## INPUT MATERIAL

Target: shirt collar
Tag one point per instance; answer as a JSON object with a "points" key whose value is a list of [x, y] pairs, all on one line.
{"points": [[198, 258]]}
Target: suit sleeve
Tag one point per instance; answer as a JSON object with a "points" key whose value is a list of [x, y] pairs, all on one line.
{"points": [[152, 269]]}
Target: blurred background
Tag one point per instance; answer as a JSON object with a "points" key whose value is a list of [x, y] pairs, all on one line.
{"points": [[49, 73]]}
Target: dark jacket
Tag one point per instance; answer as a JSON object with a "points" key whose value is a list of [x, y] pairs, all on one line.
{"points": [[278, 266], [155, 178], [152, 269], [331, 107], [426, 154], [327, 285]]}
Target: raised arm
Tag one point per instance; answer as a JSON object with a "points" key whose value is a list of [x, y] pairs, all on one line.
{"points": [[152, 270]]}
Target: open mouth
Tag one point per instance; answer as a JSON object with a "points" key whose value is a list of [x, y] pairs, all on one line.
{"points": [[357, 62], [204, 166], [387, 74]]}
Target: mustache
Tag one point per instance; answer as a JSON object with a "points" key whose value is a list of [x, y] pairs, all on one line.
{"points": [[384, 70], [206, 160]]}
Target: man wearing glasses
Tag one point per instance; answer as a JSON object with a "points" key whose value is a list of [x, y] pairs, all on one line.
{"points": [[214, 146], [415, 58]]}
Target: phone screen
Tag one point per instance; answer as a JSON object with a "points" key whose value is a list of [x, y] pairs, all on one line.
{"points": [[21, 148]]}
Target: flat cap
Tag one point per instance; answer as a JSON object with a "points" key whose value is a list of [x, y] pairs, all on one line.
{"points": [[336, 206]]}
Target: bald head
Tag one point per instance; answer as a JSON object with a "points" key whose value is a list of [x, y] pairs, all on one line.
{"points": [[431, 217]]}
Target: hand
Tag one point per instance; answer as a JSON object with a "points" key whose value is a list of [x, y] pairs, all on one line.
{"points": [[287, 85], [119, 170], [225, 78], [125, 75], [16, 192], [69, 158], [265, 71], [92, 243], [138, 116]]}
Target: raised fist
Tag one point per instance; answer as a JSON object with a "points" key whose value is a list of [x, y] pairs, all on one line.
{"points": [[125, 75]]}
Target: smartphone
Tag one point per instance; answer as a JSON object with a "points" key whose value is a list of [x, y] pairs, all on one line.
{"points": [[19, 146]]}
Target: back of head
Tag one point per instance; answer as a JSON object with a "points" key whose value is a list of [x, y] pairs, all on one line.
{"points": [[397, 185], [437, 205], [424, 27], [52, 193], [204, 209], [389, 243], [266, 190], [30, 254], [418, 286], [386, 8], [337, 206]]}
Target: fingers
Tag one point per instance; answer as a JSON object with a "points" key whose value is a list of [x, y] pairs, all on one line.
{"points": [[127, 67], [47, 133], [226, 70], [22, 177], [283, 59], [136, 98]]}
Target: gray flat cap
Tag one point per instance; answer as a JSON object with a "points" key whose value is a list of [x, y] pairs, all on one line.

## ASSIGNMENT
Give the lines of the material above again, exactly, from its first line through the line that contains "Target: man wearing glasses" and no further.

## WRITTEN SOLUTION
Target: shirt collar
Tag one point per instance; answer as a JSON object with a "points" key whose value is a list of [x, y] pairs, all on one line.
{"points": [[198, 258]]}
Target: suit sleeve
Tag one point per instance; answer as a JSON object with a "points" key whose value is a list of [x, y] pairs, all on one line.
{"points": [[152, 269]]}
Target: blurred background
Tag one point per instance; answer as a JSON object with a "points" key whose value is a list of [x, y] pairs, all on one line.
{"points": [[49, 73]]}
Target: dark jacket
Tag one point per instance; answer as a JSON object with a "points" key whose value is a list of [x, y] pairs, all on one line.
{"points": [[278, 266], [155, 178], [152, 269], [331, 107], [426, 154], [327, 285]]}
Target: raised arm
Tag one point per instance; answer as a JSON object with a "points" key whose value is a list of [x, y] pairs, all on one line.
{"points": [[152, 270]]}
Target: open mouth
Tag one point per instance; answer as a JSON object with a "points" key whose value is a list of [x, y] pairs, all on one line.
{"points": [[357, 62], [204, 166], [387, 74]]}
Target: mustache
Tag one point per instance; answer as a JSON object with a "points" key whose value is a list of [x, y] pairs, all on one line.
{"points": [[384, 70], [206, 160]]}
Target: man wearing glasses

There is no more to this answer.